## begin Exercise material

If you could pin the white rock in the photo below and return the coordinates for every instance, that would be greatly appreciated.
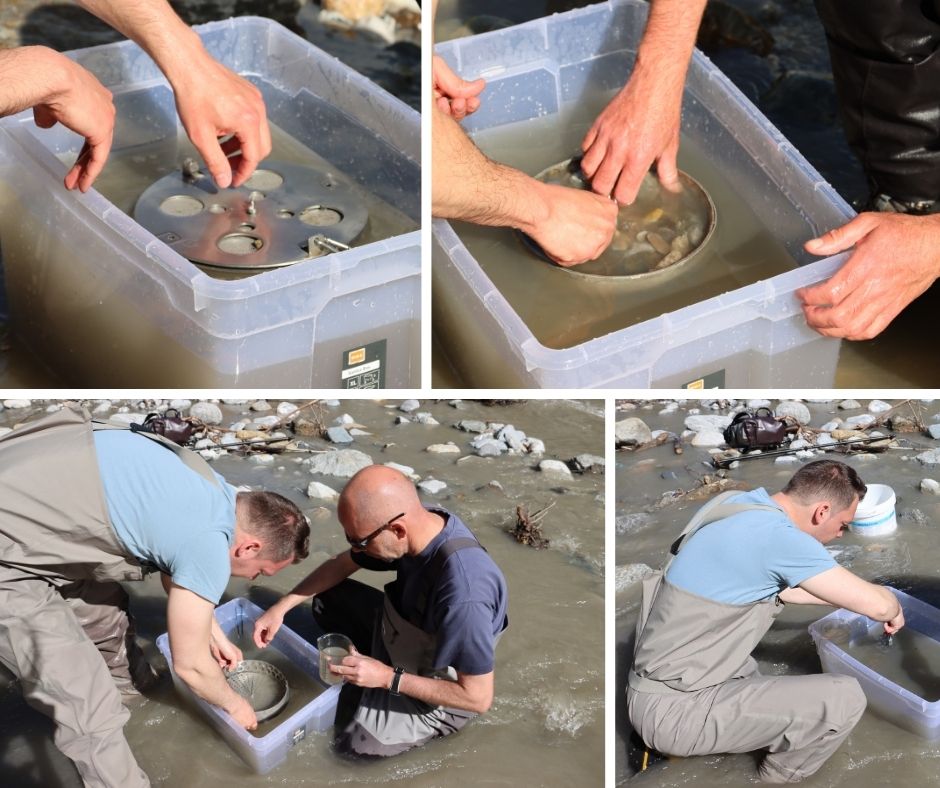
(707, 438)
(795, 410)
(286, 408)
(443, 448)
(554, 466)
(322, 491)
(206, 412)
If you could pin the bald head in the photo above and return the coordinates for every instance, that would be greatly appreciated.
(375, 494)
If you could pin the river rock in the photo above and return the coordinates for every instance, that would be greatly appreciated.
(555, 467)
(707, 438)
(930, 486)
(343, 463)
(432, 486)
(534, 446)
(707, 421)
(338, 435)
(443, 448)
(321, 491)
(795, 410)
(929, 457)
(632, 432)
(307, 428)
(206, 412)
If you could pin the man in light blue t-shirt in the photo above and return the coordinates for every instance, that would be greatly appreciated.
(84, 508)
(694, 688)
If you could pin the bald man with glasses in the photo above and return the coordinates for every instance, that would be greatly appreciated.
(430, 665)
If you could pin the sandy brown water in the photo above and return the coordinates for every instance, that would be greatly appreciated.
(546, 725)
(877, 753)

## end Exercise material
## begin Exercise material

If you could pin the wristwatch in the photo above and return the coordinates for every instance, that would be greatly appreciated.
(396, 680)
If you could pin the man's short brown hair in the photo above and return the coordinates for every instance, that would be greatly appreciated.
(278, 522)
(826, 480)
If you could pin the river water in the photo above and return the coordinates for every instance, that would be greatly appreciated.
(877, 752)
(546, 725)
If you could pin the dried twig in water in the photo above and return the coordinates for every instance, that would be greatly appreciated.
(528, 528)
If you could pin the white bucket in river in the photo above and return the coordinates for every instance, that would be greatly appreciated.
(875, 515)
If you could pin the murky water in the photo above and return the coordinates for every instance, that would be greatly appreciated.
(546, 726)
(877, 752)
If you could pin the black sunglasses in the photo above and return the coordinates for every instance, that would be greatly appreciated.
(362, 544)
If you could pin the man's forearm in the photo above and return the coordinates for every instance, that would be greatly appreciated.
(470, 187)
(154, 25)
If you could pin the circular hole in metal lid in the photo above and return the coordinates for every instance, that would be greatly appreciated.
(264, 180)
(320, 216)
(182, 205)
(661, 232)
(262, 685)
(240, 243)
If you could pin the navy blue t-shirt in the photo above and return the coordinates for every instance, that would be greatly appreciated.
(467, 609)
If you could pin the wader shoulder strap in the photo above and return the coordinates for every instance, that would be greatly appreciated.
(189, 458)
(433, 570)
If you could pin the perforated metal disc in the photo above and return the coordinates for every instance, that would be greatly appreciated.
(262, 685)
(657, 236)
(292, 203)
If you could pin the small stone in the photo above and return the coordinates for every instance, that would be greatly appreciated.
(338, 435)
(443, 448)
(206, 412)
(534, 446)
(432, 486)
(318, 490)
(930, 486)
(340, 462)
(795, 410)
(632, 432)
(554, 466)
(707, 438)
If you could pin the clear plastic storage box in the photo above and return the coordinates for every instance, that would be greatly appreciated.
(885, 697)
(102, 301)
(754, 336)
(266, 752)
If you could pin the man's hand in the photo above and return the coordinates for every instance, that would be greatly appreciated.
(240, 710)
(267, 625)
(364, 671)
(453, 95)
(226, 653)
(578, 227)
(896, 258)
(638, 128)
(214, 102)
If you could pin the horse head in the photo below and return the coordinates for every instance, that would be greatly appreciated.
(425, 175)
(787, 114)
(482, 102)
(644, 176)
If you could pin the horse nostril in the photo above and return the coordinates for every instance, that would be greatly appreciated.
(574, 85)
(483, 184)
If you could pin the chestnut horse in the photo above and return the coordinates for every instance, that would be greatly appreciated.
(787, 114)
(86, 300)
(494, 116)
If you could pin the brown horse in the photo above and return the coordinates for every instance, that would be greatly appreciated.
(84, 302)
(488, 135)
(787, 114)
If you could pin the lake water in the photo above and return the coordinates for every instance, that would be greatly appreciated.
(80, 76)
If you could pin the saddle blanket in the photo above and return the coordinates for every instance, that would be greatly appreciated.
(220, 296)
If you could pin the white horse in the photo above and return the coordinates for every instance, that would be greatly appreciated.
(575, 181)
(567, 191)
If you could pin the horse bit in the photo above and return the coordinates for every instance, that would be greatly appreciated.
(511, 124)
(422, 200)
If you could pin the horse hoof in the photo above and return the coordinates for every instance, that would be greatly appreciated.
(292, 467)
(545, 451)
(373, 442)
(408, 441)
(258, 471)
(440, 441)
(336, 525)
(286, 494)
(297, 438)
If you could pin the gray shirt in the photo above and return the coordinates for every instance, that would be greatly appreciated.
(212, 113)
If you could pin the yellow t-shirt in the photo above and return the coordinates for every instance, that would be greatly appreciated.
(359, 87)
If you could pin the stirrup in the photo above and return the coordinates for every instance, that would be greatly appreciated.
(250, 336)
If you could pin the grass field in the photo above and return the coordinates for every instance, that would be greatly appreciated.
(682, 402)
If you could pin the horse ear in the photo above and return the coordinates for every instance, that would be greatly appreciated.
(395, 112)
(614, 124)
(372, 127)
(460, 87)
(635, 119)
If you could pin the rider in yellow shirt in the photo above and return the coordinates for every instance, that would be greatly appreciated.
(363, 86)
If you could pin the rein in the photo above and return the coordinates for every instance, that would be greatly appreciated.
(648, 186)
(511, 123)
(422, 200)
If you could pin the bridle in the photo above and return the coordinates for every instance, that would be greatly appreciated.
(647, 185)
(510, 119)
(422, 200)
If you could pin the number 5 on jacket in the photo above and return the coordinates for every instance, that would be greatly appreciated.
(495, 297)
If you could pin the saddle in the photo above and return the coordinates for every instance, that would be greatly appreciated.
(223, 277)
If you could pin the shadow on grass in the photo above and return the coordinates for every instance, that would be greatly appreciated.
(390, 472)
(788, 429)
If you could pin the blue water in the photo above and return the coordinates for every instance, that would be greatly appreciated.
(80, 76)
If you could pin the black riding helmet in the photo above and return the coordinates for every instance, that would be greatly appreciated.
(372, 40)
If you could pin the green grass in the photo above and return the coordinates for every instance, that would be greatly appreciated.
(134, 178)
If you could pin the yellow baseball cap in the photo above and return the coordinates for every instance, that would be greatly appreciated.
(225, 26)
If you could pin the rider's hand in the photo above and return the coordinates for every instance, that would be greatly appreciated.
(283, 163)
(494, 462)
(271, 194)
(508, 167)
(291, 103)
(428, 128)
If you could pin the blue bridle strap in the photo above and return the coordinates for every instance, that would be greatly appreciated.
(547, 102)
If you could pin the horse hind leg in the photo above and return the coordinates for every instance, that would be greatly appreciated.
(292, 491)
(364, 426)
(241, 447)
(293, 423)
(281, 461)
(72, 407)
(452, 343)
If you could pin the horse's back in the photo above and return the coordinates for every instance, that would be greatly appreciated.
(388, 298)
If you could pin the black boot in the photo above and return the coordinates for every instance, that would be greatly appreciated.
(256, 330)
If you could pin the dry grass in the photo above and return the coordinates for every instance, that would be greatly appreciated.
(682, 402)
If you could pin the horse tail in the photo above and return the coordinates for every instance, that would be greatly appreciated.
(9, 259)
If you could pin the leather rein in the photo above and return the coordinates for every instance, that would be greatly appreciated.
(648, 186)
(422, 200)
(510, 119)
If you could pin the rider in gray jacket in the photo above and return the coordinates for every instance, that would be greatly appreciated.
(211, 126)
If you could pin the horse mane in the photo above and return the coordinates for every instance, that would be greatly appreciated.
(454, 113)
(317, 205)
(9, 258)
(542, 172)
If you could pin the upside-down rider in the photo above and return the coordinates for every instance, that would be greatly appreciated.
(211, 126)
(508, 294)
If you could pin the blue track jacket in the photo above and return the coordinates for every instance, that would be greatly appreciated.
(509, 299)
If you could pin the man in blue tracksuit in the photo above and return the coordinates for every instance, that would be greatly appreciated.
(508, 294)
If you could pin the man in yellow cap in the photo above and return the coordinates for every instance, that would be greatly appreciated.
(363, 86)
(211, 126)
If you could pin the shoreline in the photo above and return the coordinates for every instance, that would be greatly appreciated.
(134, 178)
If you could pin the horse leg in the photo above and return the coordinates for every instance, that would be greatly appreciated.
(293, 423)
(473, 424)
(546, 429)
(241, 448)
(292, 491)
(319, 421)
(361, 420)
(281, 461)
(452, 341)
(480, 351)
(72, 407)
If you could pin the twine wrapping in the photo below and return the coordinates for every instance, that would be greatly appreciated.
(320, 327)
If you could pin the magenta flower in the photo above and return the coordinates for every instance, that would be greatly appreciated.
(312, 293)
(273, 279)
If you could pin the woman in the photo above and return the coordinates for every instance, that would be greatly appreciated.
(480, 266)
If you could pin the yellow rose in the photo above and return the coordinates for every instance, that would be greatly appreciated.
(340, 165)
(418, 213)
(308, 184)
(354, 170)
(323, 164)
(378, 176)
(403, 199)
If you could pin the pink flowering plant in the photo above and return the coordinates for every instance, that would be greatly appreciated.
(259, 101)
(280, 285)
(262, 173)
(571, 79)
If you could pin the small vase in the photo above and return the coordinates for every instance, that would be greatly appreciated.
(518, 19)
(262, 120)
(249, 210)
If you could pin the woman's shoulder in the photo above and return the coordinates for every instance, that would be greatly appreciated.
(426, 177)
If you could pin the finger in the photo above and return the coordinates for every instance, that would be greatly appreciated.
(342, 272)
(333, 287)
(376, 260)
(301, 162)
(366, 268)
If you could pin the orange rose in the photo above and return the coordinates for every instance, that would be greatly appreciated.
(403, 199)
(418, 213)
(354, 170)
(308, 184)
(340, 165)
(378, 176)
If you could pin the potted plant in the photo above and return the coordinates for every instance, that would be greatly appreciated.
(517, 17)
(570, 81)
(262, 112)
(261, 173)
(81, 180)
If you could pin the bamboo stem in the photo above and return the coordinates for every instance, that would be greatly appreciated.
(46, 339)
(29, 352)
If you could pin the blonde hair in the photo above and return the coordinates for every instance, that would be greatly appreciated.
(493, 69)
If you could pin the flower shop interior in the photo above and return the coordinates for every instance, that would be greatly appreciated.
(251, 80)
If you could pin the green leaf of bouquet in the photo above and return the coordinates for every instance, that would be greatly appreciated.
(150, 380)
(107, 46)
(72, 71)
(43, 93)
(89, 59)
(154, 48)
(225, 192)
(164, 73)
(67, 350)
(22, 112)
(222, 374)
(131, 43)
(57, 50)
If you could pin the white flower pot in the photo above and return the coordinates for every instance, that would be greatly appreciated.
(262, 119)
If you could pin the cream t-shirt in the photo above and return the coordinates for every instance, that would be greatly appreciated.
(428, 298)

## end Exercise material

* **Written instruction**
Return every line in the data that contains the word "water".

* **Answer to the task**
If you could pin the sandy brown water in the photo above and return the coordinates for every instance, that would be greatly appreciated.
If you could pin the river water in the photo above and return the coordinates for every instance, that would be greatly appreciated.
If you could pin the dried twig in water in the photo above and return the coordinates for every instance, that would be greatly appreciated.
If you could pin the murky water in the photo above and return the coordinates for every instance, that would be greatly appreciated.
If you could pin the lake water in the photo above and return the coordinates for every instance, that would be greatly appreciated.
If you could pin the blue water in the photo above and return the coordinates for every instance, that would be greatly appreciated.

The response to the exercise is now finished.